[Task instructions] All entries below are to be set down again, identical to the source.

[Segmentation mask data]
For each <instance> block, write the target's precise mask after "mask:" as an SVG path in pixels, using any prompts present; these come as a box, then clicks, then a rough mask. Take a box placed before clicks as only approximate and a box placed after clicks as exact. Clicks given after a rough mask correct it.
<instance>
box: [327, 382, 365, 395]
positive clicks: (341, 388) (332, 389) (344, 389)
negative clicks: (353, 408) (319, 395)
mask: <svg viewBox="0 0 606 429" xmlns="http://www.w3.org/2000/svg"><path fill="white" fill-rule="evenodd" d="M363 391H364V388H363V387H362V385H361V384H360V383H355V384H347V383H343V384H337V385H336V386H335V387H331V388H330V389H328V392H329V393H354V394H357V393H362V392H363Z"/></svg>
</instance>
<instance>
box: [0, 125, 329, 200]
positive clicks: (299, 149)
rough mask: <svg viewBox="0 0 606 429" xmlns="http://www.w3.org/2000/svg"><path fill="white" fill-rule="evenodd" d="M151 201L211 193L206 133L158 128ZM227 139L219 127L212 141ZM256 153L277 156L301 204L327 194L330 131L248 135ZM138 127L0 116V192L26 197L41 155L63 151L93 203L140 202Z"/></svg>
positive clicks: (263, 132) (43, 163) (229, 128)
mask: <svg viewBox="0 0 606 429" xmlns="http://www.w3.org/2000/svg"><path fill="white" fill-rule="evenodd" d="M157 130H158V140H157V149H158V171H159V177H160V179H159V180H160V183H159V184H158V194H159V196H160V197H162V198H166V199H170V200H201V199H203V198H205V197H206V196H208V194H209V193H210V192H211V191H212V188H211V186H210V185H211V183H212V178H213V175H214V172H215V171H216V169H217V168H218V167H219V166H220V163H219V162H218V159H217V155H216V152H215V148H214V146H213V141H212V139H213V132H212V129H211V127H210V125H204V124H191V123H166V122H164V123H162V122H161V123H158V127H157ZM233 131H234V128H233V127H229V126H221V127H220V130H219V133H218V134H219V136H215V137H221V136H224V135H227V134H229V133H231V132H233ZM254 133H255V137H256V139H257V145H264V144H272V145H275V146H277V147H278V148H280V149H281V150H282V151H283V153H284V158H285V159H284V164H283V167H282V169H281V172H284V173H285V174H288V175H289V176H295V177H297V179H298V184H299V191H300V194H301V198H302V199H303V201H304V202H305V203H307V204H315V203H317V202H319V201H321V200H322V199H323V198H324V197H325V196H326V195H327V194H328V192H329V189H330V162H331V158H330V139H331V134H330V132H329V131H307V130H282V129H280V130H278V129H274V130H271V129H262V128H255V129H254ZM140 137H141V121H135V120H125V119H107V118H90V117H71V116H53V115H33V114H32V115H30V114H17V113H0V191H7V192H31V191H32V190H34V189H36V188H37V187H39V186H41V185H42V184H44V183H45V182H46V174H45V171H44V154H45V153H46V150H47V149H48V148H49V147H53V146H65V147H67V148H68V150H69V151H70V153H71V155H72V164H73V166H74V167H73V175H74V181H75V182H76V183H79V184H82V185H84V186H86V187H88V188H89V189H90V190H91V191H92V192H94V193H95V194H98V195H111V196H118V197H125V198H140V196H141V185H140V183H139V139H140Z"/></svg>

[Finished task]
For each <instance> block, write the target's precise mask after "mask:" as an SVG path in pixels, using any prompts present; these come as a box, then clicks, then a rough mask. Take a box placed before clicks as only approximate and a box placed after clicks as exact. Clicks given after a rough mask correct it.
<instance>
box: [327, 382, 365, 395]
positive clicks: (341, 388) (332, 389) (344, 389)
negative clicks: (353, 408) (319, 395)
mask: <svg viewBox="0 0 606 429" xmlns="http://www.w3.org/2000/svg"><path fill="white" fill-rule="evenodd" d="M363 391H364V388H363V387H362V385H361V384H360V383H355V384H347V383H343V384H337V385H336V386H335V387H331V388H330V389H328V392H329V393H354V394H357V393H362V392H363Z"/></svg>
</instance>
<instance>
box: [0, 125, 329, 200]
positive clicks: (299, 149)
rough mask: <svg viewBox="0 0 606 429" xmlns="http://www.w3.org/2000/svg"><path fill="white" fill-rule="evenodd" d="M151 201L211 193L206 133L158 128ZM227 139L219 127L212 141ZM256 153L277 156L301 204L327 194L330 131L248 135ZM138 127L0 116V192L26 197L41 155L63 151L93 203L140 202Z"/></svg>
positive clicks: (263, 132) (43, 163) (229, 128)
mask: <svg viewBox="0 0 606 429" xmlns="http://www.w3.org/2000/svg"><path fill="white" fill-rule="evenodd" d="M157 130H158V140H157V149H158V171H159V177H160V179H159V180H160V183H159V184H158V194H159V196H160V197H162V198H166V199H170V200H201V199H203V198H205V197H206V196H208V194H209V193H210V192H211V191H212V188H211V186H210V185H211V183H212V178H213V175H214V172H215V171H216V169H217V168H218V167H219V166H220V163H219V162H218V159H217V155H216V152H215V148H214V146H213V141H212V139H213V132H212V129H211V127H210V125H204V124H191V123H166V122H164V123H162V122H161V123H158V127H157ZM233 131H234V128H233V127H229V126H221V127H220V130H219V133H218V134H219V136H215V137H221V136H224V135H227V134H229V133H231V132H233ZM254 133H255V137H256V139H257V145H264V144H272V145H275V146H277V147H278V148H280V149H281V150H282V151H283V153H284V158H285V159H284V164H283V167H282V169H281V172H284V173H285V174H288V175H289V176H295V177H297V179H298V184H299V191H300V194H301V198H302V199H303V201H304V202H305V203H307V204H315V203H317V202H319V201H321V200H322V199H323V198H324V197H325V196H326V195H327V194H328V192H329V189H330V162H331V158H330V139H331V134H330V132H329V131H307V130H282V129H280V130H278V129H274V130H271V129H262V128H255V129H254ZM140 137H141V121H135V120H125V119H107V118H90V117H71V116H53V115H33V114H32V115H30V114H17V113H0V191H7V192H31V191H32V190H34V189H36V188H37V187H39V186H41V185H42V184H44V183H45V182H46V174H45V171H44V154H45V153H46V150H47V149H48V148H49V147H53V146H65V147H67V148H68V150H69V151H70V153H71V155H72V164H73V166H74V167H73V175H74V181H75V182H76V183H79V184H82V185H84V186H86V187H88V188H89V189H90V190H91V191H92V192H94V193H95V194H98V195H111V196H118V197H125V198H140V196H141V185H140V183H139V139H140Z"/></svg>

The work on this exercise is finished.